▶ _Listed records_:
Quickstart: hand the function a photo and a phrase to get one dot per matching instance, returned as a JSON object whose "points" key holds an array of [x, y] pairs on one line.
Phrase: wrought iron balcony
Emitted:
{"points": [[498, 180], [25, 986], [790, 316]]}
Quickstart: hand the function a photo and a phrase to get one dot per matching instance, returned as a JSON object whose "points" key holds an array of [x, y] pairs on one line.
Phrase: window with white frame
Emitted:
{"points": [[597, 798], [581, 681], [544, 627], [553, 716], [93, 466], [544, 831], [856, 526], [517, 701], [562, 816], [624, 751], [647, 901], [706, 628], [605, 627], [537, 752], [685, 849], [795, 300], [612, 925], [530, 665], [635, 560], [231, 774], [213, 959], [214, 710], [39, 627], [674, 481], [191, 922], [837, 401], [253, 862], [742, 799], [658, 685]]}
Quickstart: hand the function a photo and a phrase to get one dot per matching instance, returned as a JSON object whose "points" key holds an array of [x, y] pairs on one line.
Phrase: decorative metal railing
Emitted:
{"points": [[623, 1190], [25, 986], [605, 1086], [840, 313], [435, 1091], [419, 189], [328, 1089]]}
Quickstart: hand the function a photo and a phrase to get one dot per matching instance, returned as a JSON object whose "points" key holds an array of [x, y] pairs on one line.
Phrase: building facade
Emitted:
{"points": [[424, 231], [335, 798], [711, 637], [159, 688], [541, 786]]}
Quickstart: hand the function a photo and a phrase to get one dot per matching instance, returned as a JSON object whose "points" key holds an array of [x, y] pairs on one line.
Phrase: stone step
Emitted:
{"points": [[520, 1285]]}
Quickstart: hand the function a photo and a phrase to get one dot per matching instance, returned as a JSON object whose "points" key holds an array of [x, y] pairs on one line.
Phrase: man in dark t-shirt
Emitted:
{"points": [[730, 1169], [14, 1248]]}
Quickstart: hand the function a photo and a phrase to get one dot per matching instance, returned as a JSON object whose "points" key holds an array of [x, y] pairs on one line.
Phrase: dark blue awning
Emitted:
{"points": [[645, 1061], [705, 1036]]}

▶ _Stated goal_:
Reproduce every one of the records above verbatim, line for line.

▶ _Complete output_:
Quickstart: hand the function a photo and a phrase to get one dot per matching instance, returned as a JSON object whose "points" key holds an array of [x, y] pairs on one line.
Phrase: wrought iron balcony
Emitted:
{"points": [[498, 180], [25, 986], [790, 316]]}
Quickstart: hand the function a photo and a phrase to get one dot per matching instance, returned as a JSON object whose "points" key holds an array of [x, y] pairs on one line.
Phrase: window with white frame
Emitted:
{"points": [[597, 798], [581, 681], [544, 627], [553, 716], [93, 466], [544, 831], [856, 526], [517, 701], [562, 816], [624, 751], [647, 901], [706, 628], [605, 627], [537, 752], [685, 849], [795, 300], [612, 925], [530, 665], [635, 560], [231, 774], [213, 959], [214, 710], [39, 627], [674, 481], [191, 922], [837, 401], [253, 862], [742, 799], [658, 685]]}
Quickstart: hand the function a photo and a phrase to get one dot per matching instance, returned as a JSON object whose "points" key holds an array of [x, y] pairs on one line.
Phrase: decorative metal railing
Emitted:
{"points": [[623, 1190], [25, 986], [605, 1086], [840, 313], [435, 1091], [419, 189], [328, 1089]]}
Quickstart: hand the function a photo and a phrase to get one dot per matching instance, returned as a JSON object whose "points" key holds an array of [x, y] pairs on one line.
Phrase: building facade
Emitted:
{"points": [[424, 231], [335, 798], [711, 637], [159, 688], [541, 786]]}
Quickstart: hand the function a photo and a phrase to get one dot per matching instance, returned as a JSON object whose "points" key holds an array of [x, y] pairs on one line.
Phrase: stone step
Emitted:
{"points": [[520, 1285]]}
Quickstart: hand the function a photo and a phrase to get one dot per matching instance, returned as a JSON object whose "points" key holds an array of [x, y] pairs on one line.
Phrase: man in dark t-shirt
Emitted:
{"points": [[730, 1169], [14, 1248]]}
Quickstart: hand the function a photo and a phrase to get one dot per matching instance, returned as a JSON object whose "points" key holds an array of [x, y] pairs on one line.
Phrase: dark blue awning
Emitted:
{"points": [[645, 1061], [705, 1036]]}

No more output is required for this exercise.